■ **INSTRUCTION**
Please convert each line of the records below into a numbered list, skipping any blank lines.
## START DATA
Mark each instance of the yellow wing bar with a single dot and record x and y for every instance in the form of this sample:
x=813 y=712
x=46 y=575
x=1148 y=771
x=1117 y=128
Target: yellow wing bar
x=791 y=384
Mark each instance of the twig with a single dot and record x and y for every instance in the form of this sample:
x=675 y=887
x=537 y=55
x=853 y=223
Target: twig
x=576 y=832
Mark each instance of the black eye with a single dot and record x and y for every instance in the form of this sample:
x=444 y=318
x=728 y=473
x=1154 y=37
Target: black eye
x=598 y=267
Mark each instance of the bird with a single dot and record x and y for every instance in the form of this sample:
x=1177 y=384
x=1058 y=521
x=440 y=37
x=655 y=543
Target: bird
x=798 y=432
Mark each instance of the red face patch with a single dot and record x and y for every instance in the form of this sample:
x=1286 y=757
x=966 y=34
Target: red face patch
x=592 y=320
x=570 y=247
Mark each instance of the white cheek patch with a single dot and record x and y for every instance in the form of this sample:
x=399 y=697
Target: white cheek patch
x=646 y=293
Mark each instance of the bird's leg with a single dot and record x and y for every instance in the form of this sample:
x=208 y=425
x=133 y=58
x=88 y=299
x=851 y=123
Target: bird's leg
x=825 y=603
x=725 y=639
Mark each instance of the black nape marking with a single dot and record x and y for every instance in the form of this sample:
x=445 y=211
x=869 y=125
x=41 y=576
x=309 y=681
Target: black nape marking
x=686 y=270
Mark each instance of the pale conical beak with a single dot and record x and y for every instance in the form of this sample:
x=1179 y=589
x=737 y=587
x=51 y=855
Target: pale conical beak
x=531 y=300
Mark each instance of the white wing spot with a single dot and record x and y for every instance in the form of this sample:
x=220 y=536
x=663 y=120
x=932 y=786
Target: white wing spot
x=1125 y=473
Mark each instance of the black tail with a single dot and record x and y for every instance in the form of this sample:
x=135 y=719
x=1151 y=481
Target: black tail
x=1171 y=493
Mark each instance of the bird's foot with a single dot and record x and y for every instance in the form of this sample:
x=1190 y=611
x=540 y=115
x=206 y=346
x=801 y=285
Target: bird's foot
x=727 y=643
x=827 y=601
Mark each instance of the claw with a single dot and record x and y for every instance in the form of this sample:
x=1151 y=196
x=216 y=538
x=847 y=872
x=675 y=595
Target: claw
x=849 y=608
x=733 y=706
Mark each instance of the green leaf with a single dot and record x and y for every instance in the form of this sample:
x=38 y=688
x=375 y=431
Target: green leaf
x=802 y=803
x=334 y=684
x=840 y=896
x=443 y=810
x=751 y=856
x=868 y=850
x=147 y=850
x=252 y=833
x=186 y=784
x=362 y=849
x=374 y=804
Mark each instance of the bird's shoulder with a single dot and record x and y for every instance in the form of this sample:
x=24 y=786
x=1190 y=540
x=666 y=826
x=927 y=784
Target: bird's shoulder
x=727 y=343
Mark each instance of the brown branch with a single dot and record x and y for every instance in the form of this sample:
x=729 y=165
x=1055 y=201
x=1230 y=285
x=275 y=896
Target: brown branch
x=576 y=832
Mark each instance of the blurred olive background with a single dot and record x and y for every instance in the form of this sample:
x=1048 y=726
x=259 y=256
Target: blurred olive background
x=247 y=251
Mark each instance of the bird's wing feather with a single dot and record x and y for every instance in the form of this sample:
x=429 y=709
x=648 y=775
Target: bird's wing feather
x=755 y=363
## END DATA
■ **TASK OUTPUT**
1. Mark each instance of the yellow wing bar with a single dot and record x and y for every instance in the form of this sample:
2. x=813 y=712
3. x=46 y=575
4. x=1148 y=771
5. x=1117 y=128
6. Target: yellow wing bar
7. x=791 y=384
8. Mark each instance of the twig with a single dot and record x and y for every instance in the form of this sample:
9. x=675 y=887
10. x=537 y=55
11. x=853 y=223
12. Target: twig
13. x=576 y=832
14. Mark each instance of the black eye with a single dot and record x and y for every instance in the form of this sample:
15. x=444 y=318
16. x=728 y=473
17. x=1154 y=37
18. Target: black eye
19. x=598 y=267
20. Mark each instance of the bird with a single dot and record x and y for every instance in the form of this sample:
21. x=1177 y=384
22. x=1058 y=521
23. x=440 y=37
24. x=655 y=543
25. Target: bird
26. x=798 y=432
27. Mark each instance of the red face patch with a single dot and record x and y for every instance in the form of this sample:
28. x=1286 y=757
29. x=966 y=34
30. Target: red face patch
31. x=592 y=320
32. x=570 y=247
33. Mark each instance of the white cheek patch with a single dot and record x and y for every instance in the form of this sample:
34. x=399 y=697
35. Target: white cheek patch
36. x=646 y=293
37. Mark each instance of the bird's leg with a single dot and record x and y for every instance in the form of this sample:
38. x=208 y=425
39. x=133 y=58
40. x=88 y=299
41. x=851 y=123
42. Target: bird's leg
43. x=825 y=603
44. x=725 y=639
45. Mark each instance of the black nape marking with a single dot and record x and y for every instance in the form of this sample:
46. x=445 y=211
47. x=869 y=125
48. x=41 y=576
49. x=309 y=681
50. Target: black nape marking
51. x=686 y=270
52. Mark each instance of the pale conical beak with a single dot and record x and y for every instance in the form of this sample:
53. x=1179 y=589
54. x=737 y=587
55. x=51 y=855
56. Target: pale conical beak
57. x=531 y=300
58. Mark each instance of the white wing spot with a single dot and record x and y for every instance in the form of this sample:
59. x=220 y=536
60. x=663 y=120
61. x=932 y=786
62. Target: white wing spot
63. x=1125 y=473
64. Mark each instance of the black tail with a single dot and record x and y for every instance in the form of this sample:
65. x=135 y=719
66. x=1151 y=481
67. Target: black tail
68. x=1171 y=493
69. Mark each instance of the bird's foot with a single dot and record x and y for every instance in the form of this sample:
70. x=1190 y=611
71. x=540 y=115
72. x=206 y=346
73. x=801 y=285
74. Target: bird's foot
75. x=727 y=643
76. x=827 y=601
77. Mark each instance of the claw with a single dot and record x and y for every instance in the form of this sample:
78. x=1151 y=196
79. x=216 y=538
80. x=847 y=872
81. x=675 y=595
82. Target: claw
83. x=849 y=608
84. x=733 y=706
85. Mark each instance of the green leaf with a single dot and record x and y for every instance in the form of this sample:
86. x=38 y=688
87. x=375 y=431
88. Target: green leaf
89. x=802 y=803
90. x=334 y=684
91. x=840 y=896
92. x=443 y=810
93. x=751 y=856
94. x=868 y=850
95. x=147 y=850
96. x=252 y=833
97. x=186 y=784
98. x=362 y=849
99. x=374 y=804
100. Mark each instance of the bird's shoulder with a single dot and record x and y for every instance in the form of this sample:
101. x=24 y=786
102. x=1190 y=540
103. x=666 y=826
104. x=927 y=784
105. Target: bird's shoulder
106. x=727 y=343
107. Mark each instance of the brown branch with a single dot and record x and y for every instance in the form of this sample:
108. x=729 y=165
109. x=1055 y=201
110. x=1230 y=285
111. x=275 y=896
112. Target: brown branch
113. x=576 y=832
114. Mark each instance of the blurred olive background with a single dot and record x and y for every instance in the form of this sample:
115. x=1048 y=726
116. x=259 y=256
117. Target: blurred olive background
118. x=247 y=251
119. Mark each instance of the bird's wing feather with a single dot and record x and y for every instance in the form of this sample:
120. x=429 y=709
121. x=648 y=775
122. Target: bird's wing feather
123. x=755 y=363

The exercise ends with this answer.